Consigne de la tâche: Recopiez sans rien changer le passage du texte ci-dessous sur l'espérance de vie des personnes séropositives sous TAR qui commence par les mots contenant « À la lumière » et se termine par « les personnes qui ne s’en injectaient pas. ».
═══ Texte de l'exercice ═══
Durant les premières années de l’époque du TAR (1996 à 1999), les personnes sous traitement étaient plus susceptibles de mourir parce qu’elles étaient exposées à des médicaments plus toxiques (qui rendaient l’observance difficile) et étaient généralement plus malades que les personnes suivies durant la dernière période de l’étude, entre autres raisons. Malgré cela, l’équipe de recherche a souligné que deux facteurs — l’âge et le compte de CD4+ au moment de l’amorce du TAR — étaient « les facteurs les plus associés [au risque de mortalité] à partir de 2015 ».
À la lumière de ces données, on peut conclure qu’un jeune adulte qui contracte le VIH aujourd’hui et qui commence rapidement un TAR après son diagnostic devrait atteindre un âge avancé, toutes choses étant égales par ailleurs.
Inégalités
Il importe de noter que l’avenir ne sera pas si radieux pour toutes les personnes sous TAR. Chez les personnes séronégatives, l’espérance de vie varie en fonction de facteurs socioéconomiques qui n’ont pas été mesurés dans cette étude. Notons de plus que, dans cette étude, les personnes qui s’injectaient des drogues vivaient moins longtemps que les personnes qui ne s’en injectaient pas.
Une autre étude menée aux États-Unis auprès de personnes séropositives qui s’injectaient des drogues a permis de constater une réduction de la survie comparativement aux personnes qui ne s’en injectaient pas. La même étude a révélé que les hommes noirs vivaient moins longtemps que les hommes blancs. Notons toutefois que l’étude dont nous parlons ici n’a pas inclus d’analyse de données se rapportant à la race ou à l’ethnicité.
═══ Contenu du jeu ═══
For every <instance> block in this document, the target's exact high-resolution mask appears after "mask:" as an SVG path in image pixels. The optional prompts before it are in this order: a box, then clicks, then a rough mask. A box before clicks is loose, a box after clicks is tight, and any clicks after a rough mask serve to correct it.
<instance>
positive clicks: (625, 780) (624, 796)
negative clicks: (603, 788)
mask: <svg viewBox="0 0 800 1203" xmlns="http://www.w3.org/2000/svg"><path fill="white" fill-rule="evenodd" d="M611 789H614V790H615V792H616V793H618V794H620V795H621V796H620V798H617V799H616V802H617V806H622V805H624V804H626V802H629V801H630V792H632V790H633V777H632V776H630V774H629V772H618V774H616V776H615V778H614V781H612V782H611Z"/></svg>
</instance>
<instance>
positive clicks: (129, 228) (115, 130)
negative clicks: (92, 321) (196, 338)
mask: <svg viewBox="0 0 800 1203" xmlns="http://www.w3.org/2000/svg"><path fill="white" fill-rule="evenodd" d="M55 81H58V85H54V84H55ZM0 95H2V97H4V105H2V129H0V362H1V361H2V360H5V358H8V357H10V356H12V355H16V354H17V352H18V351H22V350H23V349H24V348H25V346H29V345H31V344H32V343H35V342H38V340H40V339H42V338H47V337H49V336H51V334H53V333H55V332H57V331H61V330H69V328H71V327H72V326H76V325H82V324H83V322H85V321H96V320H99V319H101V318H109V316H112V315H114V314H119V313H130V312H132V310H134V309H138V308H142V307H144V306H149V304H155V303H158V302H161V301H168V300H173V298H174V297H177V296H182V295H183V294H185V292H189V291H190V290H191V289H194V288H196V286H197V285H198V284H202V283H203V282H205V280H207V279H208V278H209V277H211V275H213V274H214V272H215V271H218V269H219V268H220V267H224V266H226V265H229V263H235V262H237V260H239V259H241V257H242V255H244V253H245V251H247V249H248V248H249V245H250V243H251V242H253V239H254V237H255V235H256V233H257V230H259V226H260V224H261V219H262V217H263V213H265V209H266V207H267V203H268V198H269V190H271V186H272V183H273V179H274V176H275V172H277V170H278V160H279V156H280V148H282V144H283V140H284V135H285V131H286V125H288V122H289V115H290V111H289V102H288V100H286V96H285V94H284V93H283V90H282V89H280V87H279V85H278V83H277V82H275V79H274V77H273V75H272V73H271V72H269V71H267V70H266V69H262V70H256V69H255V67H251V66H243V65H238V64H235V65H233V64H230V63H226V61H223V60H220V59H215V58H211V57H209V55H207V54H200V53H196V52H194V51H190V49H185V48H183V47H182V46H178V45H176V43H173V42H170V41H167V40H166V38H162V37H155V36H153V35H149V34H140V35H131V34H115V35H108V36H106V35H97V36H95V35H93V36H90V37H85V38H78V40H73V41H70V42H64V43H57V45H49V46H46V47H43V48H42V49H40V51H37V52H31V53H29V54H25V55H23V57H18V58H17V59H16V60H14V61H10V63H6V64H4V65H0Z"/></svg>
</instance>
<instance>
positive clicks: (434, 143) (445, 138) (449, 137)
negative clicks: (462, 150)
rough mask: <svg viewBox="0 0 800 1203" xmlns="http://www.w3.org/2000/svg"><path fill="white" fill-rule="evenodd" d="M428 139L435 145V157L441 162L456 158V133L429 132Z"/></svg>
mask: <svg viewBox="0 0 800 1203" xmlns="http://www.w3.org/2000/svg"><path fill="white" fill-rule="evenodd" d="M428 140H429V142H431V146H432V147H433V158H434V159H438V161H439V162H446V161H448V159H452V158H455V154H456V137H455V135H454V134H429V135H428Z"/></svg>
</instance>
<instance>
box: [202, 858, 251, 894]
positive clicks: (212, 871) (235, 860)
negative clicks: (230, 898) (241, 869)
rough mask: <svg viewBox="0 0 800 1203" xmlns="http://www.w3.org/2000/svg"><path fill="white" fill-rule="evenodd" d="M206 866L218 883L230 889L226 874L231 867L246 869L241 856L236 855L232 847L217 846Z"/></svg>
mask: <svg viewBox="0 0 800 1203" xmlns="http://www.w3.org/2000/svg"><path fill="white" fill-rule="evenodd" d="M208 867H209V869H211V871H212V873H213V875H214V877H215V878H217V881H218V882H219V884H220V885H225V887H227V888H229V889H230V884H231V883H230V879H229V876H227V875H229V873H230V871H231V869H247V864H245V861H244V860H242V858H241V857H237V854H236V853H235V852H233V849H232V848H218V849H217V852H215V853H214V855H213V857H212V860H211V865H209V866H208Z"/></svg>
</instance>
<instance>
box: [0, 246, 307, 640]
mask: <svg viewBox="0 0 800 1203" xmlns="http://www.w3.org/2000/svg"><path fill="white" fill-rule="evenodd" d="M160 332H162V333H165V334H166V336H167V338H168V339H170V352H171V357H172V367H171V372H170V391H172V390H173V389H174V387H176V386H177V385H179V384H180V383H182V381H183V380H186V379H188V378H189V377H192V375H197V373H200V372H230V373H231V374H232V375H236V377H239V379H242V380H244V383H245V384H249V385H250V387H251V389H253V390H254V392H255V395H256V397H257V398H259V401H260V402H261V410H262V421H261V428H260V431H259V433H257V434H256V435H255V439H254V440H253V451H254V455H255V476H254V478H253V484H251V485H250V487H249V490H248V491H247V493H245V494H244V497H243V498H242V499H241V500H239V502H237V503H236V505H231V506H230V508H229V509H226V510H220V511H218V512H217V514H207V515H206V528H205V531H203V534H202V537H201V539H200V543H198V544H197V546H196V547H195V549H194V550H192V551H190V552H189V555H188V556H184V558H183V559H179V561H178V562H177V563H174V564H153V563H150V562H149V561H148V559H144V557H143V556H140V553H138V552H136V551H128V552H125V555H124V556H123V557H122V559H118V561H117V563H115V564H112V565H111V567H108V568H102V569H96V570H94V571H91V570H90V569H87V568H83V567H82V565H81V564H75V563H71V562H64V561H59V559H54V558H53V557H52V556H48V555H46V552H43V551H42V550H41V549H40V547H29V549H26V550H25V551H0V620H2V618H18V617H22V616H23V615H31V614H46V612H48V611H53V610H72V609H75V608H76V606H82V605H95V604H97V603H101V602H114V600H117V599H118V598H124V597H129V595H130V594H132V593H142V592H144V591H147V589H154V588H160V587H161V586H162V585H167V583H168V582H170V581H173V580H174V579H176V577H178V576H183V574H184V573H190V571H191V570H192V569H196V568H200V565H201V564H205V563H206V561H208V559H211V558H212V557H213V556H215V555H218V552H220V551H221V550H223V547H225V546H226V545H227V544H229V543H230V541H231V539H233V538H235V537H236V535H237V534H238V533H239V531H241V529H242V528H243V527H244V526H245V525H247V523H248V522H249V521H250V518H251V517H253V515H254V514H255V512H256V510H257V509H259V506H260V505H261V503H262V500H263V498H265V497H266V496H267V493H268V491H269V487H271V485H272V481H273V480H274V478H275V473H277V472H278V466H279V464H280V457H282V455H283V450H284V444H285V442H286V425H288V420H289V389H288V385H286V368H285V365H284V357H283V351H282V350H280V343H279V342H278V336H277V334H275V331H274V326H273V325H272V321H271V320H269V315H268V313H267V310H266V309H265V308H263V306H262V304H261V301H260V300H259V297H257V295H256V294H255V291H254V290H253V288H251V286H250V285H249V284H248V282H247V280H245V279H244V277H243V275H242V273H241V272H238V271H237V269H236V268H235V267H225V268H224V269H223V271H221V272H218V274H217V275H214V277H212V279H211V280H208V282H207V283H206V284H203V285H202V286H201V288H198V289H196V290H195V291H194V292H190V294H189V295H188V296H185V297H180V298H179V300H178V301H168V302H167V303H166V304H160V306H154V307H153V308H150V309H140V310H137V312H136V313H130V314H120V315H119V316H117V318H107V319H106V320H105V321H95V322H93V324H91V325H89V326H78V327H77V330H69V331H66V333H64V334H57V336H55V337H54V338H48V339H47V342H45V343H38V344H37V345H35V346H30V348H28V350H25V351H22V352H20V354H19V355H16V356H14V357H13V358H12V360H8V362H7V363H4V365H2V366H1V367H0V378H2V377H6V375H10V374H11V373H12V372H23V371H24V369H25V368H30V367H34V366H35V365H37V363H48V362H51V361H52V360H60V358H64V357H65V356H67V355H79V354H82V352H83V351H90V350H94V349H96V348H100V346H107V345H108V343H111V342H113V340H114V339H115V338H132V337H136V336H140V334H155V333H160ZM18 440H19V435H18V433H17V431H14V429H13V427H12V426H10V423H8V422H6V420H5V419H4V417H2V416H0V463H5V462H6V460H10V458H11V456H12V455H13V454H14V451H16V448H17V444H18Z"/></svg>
═══
Réponse attendue:
À la lumière de ces données, on peut conclure qu’un jeune adulte qui contracte le VIH aujourd’hui et qui commence rapidement un TAR après son diagnostic devrait atteindre un âge avancé, toutes choses étant égales par ailleurs.
Inégalités
Il importe de noter que l’avenir ne sera pas si radieux pour toutes les personnes sous TAR. Chez les personnes séronégatives, l’espérance de vie varie en fonction de facteurs socioéconomiques qui n’ont pas été mesurés dans cette étude. Notons de plus que, dans cette étude, les personnes qui s’injectaient des drogues vivaient moins longtemps que les personnes qui ne s’en injectaient pas.